■ Extract provided
2020 Land Tax Changes – Recent Updates provide greater clarity and certainty - what you should do now

What you need to know and do

In our last update (which can be viewed here) we identified some ambiguities and uncertainties with the new land tax measures due to commence on 1 July 2020. The Commissioner for State Taxation has now released further guidance. As a result, we can now provide further clarity and certainty around a range of previously contentious matters.

If you or the entities you control hold multiple parcels of land, we again strongly encourage you to calculate your likely land tax liability for 2020/21. If you or your accountant would like our assistance with this process, we have developed a simple-to-use questionnaire which will enable us to quickly undertake a high level review of your land holdings which will:

  • estimate your land tax liability for 2020/21 based on current holdings;
  • for land held in a trust (of any type) determine whether providing notice of the beneficial interests, unitholdings or nominating a designated beneficiary will result in a better outcome;
  • list available options for restructuring together with the type of potential costs associated with each option; and
  • identify the savings the options will provide.

■ Recorded data
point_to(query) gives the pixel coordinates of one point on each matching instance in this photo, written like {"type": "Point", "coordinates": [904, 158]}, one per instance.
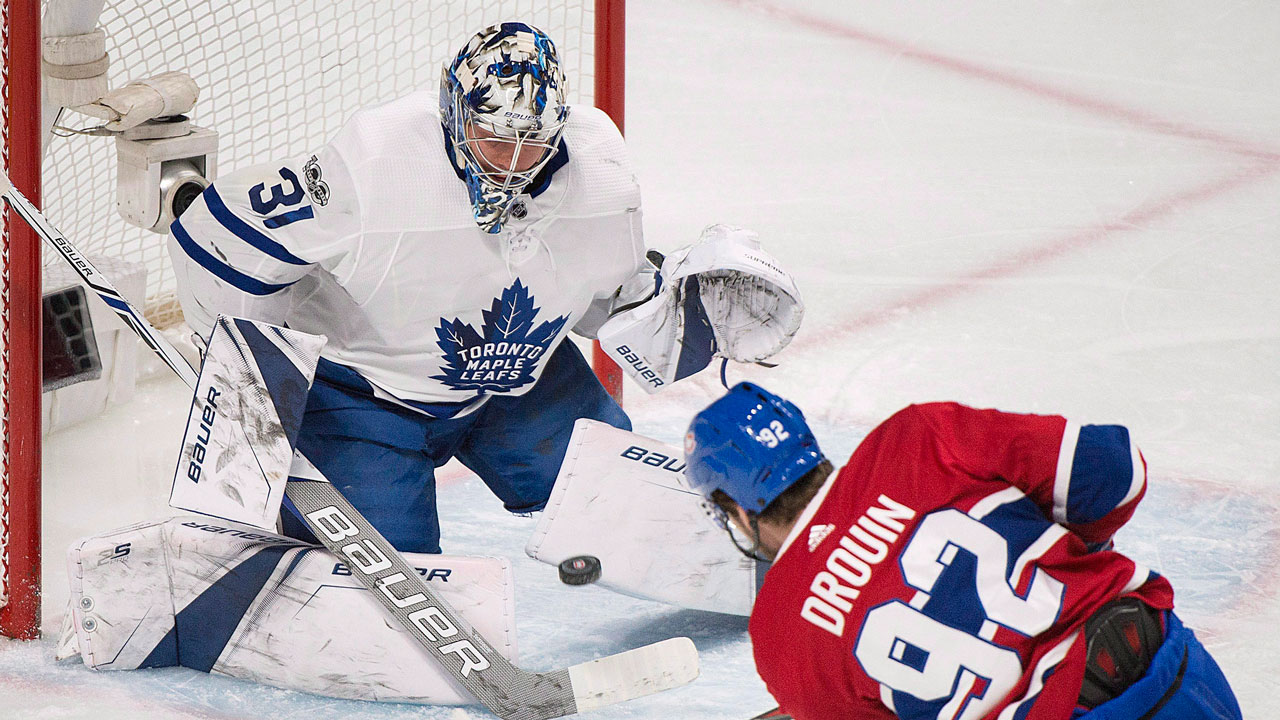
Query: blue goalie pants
{"type": "Point", "coordinates": [383, 456]}
{"type": "Point", "coordinates": [1183, 683]}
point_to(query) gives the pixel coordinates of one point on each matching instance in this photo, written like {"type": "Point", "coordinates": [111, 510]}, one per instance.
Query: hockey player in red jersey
{"type": "Point", "coordinates": [958, 566]}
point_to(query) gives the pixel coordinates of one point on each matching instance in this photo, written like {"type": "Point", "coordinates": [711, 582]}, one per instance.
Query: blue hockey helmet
{"type": "Point", "coordinates": [752, 445]}
{"type": "Point", "coordinates": [503, 108]}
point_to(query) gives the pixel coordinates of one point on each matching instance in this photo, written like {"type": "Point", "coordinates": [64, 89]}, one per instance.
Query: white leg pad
{"type": "Point", "coordinates": [622, 497]}
{"type": "Point", "coordinates": [237, 601]}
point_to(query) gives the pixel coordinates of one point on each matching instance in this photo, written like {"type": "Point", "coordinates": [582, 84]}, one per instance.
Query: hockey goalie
{"type": "Point", "coordinates": [332, 324]}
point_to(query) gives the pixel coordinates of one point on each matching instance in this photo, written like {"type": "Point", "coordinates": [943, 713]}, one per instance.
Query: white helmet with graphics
{"type": "Point", "coordinates": [502, 103]}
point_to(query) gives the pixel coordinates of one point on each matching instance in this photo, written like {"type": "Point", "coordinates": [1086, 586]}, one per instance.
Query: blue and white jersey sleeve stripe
{"type": "Point", "coordinates": [256, 232]}
{"type": "Point", "coordinates": [1100, 477]}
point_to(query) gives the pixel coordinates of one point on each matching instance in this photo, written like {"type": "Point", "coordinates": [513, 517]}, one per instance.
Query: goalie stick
{"type": "Point", "coordinates": [506, 689]}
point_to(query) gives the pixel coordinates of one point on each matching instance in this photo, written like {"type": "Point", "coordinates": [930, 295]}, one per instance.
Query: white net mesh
{"type": "Point", "coordinates": [4, 315]}
{"type": "Point", "coordinates": [277, 78]}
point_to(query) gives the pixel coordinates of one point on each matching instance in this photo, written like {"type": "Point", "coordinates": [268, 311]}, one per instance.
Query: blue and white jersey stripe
{"type": "Point", "coordinates": [1098, 470]}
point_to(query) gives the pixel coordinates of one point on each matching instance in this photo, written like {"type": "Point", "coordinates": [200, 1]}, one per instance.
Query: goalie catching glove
{"type": "Point", "coordinates": [722, 296]}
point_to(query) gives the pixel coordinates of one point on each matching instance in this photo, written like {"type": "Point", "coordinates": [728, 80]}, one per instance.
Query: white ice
{"type": "Point", "coordinates": [1057, 206]}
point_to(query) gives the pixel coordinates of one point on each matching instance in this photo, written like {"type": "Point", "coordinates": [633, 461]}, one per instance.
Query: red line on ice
{"type": "Point", "coordinates": [976, 71]}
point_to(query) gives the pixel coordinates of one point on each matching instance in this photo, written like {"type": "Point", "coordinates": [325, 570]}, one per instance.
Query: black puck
{"type": "Point", "coordinates": [580, 570]}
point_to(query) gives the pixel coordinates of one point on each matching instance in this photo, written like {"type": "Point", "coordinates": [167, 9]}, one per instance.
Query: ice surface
{"type": "Point", "coordinates": [1043, 206]}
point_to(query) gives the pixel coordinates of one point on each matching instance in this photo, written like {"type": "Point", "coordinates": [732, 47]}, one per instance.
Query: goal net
{"type": "Point", "coordinates": [278, 78]}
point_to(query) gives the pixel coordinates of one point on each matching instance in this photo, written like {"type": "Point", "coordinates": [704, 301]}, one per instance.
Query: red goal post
{"type": "Point", "coordinates": [278, 77]}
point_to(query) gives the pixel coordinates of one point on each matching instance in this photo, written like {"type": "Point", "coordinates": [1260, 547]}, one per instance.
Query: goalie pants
{"type": "Point", "coordinates": [1182, 683]}
{"type": "Point", "coordinates": [383, 456]}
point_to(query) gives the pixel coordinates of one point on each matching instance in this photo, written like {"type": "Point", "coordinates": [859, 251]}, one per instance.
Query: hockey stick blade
{"type": "Point", "coordinates": [506, 689]}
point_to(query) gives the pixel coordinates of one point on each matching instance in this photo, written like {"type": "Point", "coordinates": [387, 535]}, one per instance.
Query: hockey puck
{"type": "Point", "coordinates": [580, 570]}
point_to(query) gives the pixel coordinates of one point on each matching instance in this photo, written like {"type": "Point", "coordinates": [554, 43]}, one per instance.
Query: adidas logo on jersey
{"type": "Point", "coordinates": [817, 534]}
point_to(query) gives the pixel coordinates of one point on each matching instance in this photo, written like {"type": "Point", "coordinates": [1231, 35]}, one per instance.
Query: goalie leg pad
{"type": "Point", "coordinates": [245, 418]}
{"type": "Point", "coordinates": [236, 601]}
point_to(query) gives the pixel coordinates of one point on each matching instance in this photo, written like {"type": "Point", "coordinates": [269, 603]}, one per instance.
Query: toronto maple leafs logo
{"type": "Point", "coordinates": [503, 354]}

■ Requests
• 1. Repeat the land tax update word for word, from "In our last" up to and including "previously contentious matters.".
• 2. Summarize the land tax update in two sentences.
• 3. List everything the land tax update says the high-level review of land holdings will do.

■ Results of the exercise
• 1.
In our last update (which can be viewed here) we identified some ambiguities and uncertainties with the new land tax measures due to commence on 1 July 2020. The Commissioner for State Taxation has now released further guidance. As a result, we can now provide further clarity and certainty around a range of previously contentious matters.

• 2. The Commissioner for State Taxation has released further guidance that clarifies several previously contentious matters about the land tax measures due to commence on 1 July 2020. Those who hold multiple parcels of land, directly or through entities they control, are urged to calculate their likely 2020/21 liability, and a questionnaire is offered so that a high-level review of their holdings can be done.

• 3.
- Estimate land tax liability for 2020/21 based on current holdings
- For land held in a trust of any type, determine whether providing notice of the beneficial interests, unitholdings, or nominating a designated beneficiary will result in a better outcome
- List available options for restructuring, together with the type of potential costs associated with each option
- Identify the savings the options will provide